A block of data:
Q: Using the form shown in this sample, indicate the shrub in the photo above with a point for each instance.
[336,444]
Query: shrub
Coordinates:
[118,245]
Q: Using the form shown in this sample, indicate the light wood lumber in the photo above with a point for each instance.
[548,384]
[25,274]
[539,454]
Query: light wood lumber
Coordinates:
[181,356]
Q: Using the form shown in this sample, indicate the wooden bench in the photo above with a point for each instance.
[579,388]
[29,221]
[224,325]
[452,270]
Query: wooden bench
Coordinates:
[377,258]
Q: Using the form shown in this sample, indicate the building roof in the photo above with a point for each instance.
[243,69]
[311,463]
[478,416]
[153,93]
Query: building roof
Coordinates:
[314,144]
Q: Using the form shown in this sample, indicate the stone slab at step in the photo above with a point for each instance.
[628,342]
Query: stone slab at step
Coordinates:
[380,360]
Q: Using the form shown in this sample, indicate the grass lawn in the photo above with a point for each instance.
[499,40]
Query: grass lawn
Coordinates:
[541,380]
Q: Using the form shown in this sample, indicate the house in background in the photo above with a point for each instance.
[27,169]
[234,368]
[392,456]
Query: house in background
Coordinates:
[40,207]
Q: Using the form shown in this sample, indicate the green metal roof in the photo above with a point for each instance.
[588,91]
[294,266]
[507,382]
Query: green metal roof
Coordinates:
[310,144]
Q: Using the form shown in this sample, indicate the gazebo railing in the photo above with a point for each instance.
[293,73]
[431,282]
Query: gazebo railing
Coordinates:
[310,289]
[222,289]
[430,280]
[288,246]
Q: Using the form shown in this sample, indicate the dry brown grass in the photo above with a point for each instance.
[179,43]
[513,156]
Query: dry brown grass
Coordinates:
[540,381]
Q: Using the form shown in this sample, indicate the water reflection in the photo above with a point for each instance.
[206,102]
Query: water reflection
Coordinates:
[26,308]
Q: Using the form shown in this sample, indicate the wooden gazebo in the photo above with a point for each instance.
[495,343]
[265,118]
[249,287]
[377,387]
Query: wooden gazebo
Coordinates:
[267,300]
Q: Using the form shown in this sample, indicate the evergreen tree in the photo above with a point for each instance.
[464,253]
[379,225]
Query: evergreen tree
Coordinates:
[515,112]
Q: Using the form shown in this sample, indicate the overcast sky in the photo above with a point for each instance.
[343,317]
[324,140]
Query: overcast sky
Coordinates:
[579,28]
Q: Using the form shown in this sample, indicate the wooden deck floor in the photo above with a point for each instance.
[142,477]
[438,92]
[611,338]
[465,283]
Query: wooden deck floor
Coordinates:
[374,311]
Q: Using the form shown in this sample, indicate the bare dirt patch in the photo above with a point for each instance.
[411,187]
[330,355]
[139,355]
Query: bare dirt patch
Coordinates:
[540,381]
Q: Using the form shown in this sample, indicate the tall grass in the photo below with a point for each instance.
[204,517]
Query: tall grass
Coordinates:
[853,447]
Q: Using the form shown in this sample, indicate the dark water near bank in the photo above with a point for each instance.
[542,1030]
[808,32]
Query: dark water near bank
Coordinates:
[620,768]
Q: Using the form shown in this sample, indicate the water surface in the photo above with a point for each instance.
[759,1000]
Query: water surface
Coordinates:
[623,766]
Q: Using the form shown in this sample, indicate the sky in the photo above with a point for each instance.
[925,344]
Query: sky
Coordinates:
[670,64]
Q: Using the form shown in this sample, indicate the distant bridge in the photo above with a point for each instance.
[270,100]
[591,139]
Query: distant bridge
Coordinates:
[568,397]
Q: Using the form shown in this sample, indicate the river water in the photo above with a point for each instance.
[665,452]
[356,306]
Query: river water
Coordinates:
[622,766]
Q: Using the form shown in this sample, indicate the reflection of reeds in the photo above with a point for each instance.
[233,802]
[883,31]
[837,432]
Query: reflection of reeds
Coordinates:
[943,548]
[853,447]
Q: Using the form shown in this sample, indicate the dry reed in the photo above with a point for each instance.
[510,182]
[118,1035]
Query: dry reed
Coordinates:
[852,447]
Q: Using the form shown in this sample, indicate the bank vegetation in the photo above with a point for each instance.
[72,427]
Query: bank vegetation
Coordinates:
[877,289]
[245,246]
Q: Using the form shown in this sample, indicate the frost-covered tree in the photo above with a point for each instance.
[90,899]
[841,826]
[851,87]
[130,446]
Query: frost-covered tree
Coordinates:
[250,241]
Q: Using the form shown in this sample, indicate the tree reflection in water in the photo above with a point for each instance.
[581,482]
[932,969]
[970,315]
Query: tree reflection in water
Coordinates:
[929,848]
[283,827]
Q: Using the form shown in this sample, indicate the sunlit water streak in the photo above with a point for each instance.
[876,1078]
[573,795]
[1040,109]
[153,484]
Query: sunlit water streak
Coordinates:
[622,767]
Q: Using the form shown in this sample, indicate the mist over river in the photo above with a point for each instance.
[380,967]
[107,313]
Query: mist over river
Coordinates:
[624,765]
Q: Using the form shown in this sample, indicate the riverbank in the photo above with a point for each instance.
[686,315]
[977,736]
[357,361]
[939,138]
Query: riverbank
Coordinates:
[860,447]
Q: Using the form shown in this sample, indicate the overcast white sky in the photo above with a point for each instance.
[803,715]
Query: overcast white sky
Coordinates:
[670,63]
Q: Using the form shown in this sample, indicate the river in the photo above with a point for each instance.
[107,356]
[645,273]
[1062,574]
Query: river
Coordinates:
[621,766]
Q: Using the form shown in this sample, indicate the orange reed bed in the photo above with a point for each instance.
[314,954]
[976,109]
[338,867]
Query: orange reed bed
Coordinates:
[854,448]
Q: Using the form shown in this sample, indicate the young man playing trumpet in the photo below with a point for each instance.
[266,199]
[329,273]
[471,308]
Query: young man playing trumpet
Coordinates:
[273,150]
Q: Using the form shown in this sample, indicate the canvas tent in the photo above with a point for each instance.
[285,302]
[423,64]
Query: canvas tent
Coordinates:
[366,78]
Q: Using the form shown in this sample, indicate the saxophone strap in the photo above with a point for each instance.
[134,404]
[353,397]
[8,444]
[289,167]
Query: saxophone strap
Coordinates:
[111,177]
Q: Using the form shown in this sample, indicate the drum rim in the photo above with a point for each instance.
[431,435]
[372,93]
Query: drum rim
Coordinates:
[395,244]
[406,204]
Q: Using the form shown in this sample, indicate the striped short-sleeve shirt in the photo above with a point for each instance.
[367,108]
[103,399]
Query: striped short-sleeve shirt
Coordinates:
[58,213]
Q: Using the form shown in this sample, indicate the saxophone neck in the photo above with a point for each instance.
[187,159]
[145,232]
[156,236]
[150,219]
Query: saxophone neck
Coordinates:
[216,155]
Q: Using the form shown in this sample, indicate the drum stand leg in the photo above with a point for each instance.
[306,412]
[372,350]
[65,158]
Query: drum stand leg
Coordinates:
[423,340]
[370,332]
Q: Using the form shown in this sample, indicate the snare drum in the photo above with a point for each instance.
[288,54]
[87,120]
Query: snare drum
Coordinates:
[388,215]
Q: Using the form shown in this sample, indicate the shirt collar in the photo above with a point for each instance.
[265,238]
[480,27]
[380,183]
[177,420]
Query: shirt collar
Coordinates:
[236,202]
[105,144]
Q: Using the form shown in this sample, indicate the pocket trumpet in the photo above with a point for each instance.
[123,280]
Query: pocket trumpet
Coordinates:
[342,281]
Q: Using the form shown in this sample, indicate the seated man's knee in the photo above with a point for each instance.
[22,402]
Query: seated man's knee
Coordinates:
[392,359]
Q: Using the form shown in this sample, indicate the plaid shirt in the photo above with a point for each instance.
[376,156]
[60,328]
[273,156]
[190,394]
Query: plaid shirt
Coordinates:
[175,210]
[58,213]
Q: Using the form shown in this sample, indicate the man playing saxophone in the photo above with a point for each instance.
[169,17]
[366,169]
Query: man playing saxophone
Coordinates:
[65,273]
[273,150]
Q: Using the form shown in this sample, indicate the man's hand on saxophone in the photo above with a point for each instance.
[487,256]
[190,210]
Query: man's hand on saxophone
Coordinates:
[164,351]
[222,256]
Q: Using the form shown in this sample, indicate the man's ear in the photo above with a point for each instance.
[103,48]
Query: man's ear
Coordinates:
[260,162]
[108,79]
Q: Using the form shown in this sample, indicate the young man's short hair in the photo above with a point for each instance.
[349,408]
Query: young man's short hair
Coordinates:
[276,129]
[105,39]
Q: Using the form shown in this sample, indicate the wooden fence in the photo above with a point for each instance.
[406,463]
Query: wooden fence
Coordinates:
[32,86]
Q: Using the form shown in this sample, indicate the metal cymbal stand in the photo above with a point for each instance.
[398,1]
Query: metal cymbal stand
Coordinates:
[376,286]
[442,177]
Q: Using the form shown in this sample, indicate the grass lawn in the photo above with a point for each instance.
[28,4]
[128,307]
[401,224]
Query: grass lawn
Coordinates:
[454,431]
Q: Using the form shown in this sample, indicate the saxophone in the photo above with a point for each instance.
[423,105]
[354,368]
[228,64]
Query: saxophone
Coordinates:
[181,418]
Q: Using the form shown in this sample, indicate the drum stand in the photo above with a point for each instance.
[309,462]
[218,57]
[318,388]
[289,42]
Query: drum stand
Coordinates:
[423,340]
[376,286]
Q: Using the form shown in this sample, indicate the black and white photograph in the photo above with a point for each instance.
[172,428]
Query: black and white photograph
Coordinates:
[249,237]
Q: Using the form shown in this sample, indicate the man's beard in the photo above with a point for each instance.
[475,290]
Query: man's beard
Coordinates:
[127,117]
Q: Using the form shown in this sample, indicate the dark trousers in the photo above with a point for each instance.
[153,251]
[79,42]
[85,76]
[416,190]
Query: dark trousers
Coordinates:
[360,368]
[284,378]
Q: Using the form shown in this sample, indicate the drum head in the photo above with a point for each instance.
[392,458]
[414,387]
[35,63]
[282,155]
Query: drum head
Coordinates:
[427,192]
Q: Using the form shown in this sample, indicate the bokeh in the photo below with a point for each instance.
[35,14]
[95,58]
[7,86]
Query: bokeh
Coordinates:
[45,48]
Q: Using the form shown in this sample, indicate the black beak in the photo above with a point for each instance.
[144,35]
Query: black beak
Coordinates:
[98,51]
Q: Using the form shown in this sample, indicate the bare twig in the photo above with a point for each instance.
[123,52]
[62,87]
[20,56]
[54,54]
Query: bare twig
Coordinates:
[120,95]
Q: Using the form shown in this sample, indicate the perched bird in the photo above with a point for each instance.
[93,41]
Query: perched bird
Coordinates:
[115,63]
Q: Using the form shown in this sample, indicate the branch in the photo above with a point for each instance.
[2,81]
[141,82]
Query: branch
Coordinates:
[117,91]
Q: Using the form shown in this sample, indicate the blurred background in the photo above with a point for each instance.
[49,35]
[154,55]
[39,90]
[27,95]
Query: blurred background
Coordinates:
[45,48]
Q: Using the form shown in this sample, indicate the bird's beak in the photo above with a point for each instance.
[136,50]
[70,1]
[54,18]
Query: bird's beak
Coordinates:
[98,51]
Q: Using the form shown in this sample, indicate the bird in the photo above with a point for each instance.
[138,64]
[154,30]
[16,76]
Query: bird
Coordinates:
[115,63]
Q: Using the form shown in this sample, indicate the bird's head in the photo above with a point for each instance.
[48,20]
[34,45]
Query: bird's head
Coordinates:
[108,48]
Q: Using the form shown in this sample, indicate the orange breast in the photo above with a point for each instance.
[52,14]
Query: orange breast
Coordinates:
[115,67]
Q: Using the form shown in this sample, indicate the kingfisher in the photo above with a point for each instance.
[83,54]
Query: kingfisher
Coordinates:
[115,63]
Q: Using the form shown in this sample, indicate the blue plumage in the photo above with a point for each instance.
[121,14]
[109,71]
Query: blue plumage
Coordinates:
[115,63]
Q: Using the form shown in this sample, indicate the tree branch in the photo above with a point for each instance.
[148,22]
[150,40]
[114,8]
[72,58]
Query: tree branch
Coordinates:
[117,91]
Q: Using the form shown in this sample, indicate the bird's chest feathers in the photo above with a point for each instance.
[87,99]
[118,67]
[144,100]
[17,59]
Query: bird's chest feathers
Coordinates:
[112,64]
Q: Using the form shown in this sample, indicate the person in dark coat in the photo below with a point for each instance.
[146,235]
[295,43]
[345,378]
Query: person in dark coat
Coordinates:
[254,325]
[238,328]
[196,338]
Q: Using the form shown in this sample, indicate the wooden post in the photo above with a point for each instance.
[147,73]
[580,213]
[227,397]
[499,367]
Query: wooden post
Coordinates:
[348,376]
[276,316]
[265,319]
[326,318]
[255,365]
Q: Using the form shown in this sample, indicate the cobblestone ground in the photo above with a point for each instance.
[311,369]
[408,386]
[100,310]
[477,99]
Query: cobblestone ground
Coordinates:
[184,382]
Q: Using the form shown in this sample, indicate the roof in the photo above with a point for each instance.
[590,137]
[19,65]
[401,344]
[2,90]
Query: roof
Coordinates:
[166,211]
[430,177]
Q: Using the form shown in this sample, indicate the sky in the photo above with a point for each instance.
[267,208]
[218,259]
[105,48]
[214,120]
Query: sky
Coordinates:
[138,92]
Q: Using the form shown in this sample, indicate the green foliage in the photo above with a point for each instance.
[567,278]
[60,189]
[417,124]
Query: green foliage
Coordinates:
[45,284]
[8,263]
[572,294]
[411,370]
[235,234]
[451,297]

◆ **Exercise task**
With the line containing "Q: Using the form shown in this sample, indicate the person" as the first and the last line of the records as the final one, print exactly the lines in that span.

◆ **Output**
Q: Using the form shown in this sample, indicate the person in dark coat in the photo below with a point for each instance.
[146,235]
[295,43]
[345,378]
Query: person in dark coat
Coordinates:
[254,325]
[238,328]
[196,338]
Q: Using the form shown in this sample, indicate the wooden post in the photo above with a point for each instance.
[147,73]
[580,213]
[227,397]
[499,367]
Query: wooden post
Coordinates:
[348,376]
[276,316]
[265,319]
[326,318]
[255,365]
Q: Using the form shown in this sample, indicate the cobblestone ground in the photo above with a point for each instance.
[311,369]
[408,386]
[100,310]
[477,99]
Query: cobblestone ground
Coordinates:
[184,382]
Q: Using the form shown in this sample, indicate the roof in the photo above with a point for each instance.
[590,137]
[19,65]
[401,344]
[2,90]
Query: roof
Coordinates:
[166,211]
[430,177]
Q: Using the form shown in this sample, indicate the sky in the photo above with a point for each instance.
[267,208]
[218,259]
[105,48]
[214,120]
Query: sky
Coordinates:
[138,92]
Q: Using the form shown in this sample, indicate the green foliage in the photo above with a point for each instance.
[567,278]
[60,189]
[417,124]
Query: green foliage
Coordinates:
[45,284]
[8,263]
[572,294]
[411,370]
[235,234]
[451,297]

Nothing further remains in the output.